What to work on: How would you sum up the text below on dealing with cultural diversity in MBO, in two sentences?
Text excerpt section start
Six tips on dealing with diversity

There is a great deal of cultural diversity in MBO, which leads to tensions according to teachers. How to deal with that? Kennedy Tielman, teacher trainer at Fontys Hogescholen and researcher at Wageningen University, gives tips.

  1. Look at students from a positive, open attitude

    It is often your own attitude that determines whether you are dealing with tensions, according to Tielman's research. “See an incident as a learning moment. Be curious about why something happens and make it negotiable.” Don't immediately reject a student who shows behavior you don't understand, but start the conversation. “Teachers believe that students should choose an internship that is useful to them, not because friends also go there. But in some cultures, the group precedes the individual, which may explain why some students make choices that are not directly in the best interest of their own learning. Talk about it and come to insights together.”

  2. Become aware of your own values ​​and norms

    As soon as you talk to students, you become more aware of your own norms and values ​​and of your prejudices. “Not to stigmatize,” says Kennedy, “but we all know the stories about a certain group of guys with macho behavior. Some lecturers refer to students belonging to that group in this way. When we inquired further in our search, it turned out that these teachers did not always speak from their own experience. They repeated the story about this group and that image colored their gaze. Just imagine: because of the prejudices you see groups and not students.”

  3. Acknowledge that there are differences and speak up

    “When I started my research, it was politically incorrect to talk about differences between people. The idea was that you don't make a difference between people, so don't talk about it. But if you want to give students equal opportunities, you sometimes have to treat them unequally. For example, by varying how you provide instruction and offer learning material. Try to respond to the specific interests of the different students.”

  4. Increase your knowledge

    Those who have a lot of knowledge of the different cultures get a better understanding of groups and experience less tension in the classroom. This is also evident from Tielman's study. Therefore, immerse yourself in the backgrounds of students. As far as Tielman is concerned, there is also a task for training programmes. They should train their teachers in this. “Many training courses focus on skills, but invest in cultural knowledge first. It helps teachers better understand why some things happen.”

  5. Talk about what you are experiencing with experienced colleagues

    Not every teacher is a teacher of citizenship in whose program dealing with cultural differences is ingrained. “So talk to colleagues about what you encounter in class. Beginning teachers can learn a lot from experienced colleagues.”

  6. Align education and the professional field better

    Students' ideas about what constitutes a professional attitude to work often differ from what lecturers believe the business community requires. And that, above all, causes tensions. The business community itself also has other expectations. Tielman therefore argues for a better integration of education and the professional field. “In MBO, professional practice is simulated; one shows something that should resemble practice. But when a student does an internship, things turn out to be different.” For example, students are insufficiently prepared for the hierarchy in companies. Also having to be present on time sometimes causes problems. “Another example: at school, a student can indicate that she is not allowed to care for male patients, which is a required skill for those who work in healthcare. Where the school can still take a softening stance, companies make strict demands.” Tielmans advice: invest more in the student, teacher and business triangle.
Text excerpt section end
Material provided section start
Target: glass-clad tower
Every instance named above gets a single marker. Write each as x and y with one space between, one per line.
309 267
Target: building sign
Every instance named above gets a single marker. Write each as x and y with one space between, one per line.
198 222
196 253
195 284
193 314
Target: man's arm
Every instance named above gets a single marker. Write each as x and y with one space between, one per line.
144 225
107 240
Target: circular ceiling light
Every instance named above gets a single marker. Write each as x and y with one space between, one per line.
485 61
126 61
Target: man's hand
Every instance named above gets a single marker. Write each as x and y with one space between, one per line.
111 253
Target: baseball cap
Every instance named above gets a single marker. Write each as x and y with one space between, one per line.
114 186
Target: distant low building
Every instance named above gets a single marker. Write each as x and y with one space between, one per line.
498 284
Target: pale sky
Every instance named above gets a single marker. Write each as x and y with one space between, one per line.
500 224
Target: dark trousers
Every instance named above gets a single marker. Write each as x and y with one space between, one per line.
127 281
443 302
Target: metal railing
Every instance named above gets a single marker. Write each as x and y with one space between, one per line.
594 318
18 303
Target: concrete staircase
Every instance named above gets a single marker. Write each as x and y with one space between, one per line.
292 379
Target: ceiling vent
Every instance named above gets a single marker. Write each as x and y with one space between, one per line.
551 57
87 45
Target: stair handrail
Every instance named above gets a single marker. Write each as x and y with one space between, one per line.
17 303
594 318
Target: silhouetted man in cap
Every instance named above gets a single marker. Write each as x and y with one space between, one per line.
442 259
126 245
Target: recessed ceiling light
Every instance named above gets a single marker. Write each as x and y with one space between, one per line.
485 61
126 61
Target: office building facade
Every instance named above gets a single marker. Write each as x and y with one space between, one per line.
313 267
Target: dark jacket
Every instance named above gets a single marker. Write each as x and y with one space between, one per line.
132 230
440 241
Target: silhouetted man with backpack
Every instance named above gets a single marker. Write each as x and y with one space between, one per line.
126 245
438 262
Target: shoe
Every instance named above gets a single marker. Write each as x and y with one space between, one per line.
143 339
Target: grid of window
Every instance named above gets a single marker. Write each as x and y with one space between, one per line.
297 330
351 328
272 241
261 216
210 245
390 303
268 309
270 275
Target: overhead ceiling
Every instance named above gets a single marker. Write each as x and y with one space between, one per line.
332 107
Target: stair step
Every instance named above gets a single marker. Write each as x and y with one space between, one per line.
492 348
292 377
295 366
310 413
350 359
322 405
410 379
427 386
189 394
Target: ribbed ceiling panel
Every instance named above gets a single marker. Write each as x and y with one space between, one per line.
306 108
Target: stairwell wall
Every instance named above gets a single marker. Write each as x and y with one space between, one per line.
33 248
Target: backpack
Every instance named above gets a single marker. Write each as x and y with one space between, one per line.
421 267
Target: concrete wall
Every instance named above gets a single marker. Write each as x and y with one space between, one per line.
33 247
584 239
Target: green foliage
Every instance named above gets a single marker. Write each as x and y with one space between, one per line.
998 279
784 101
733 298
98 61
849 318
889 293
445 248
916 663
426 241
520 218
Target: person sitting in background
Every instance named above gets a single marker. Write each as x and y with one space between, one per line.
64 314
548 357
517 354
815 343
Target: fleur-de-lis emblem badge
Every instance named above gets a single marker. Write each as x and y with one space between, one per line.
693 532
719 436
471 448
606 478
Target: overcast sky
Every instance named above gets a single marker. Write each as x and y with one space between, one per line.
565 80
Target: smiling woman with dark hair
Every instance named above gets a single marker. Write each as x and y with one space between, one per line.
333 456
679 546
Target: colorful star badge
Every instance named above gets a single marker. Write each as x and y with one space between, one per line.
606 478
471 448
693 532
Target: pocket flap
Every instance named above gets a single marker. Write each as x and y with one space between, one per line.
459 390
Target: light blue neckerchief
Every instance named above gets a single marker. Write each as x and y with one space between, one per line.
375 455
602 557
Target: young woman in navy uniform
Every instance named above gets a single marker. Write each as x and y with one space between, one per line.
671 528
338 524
Material provided section end
Solution: According to teachers, cultural diversity in MBO leads to tensions, and Kennedy Tielman, a teacher trainer at Fontys Hogescholen and researcher at Wageningen University, offers six tips for dealing with it. The tips are to look at students with a positive, open attitude, to become aware of one's own values and norms, to acknowledge differences and speak up, to increase knowledge of students' backgrounds, to talk with experienced colleagues, and to align education better with the professional field.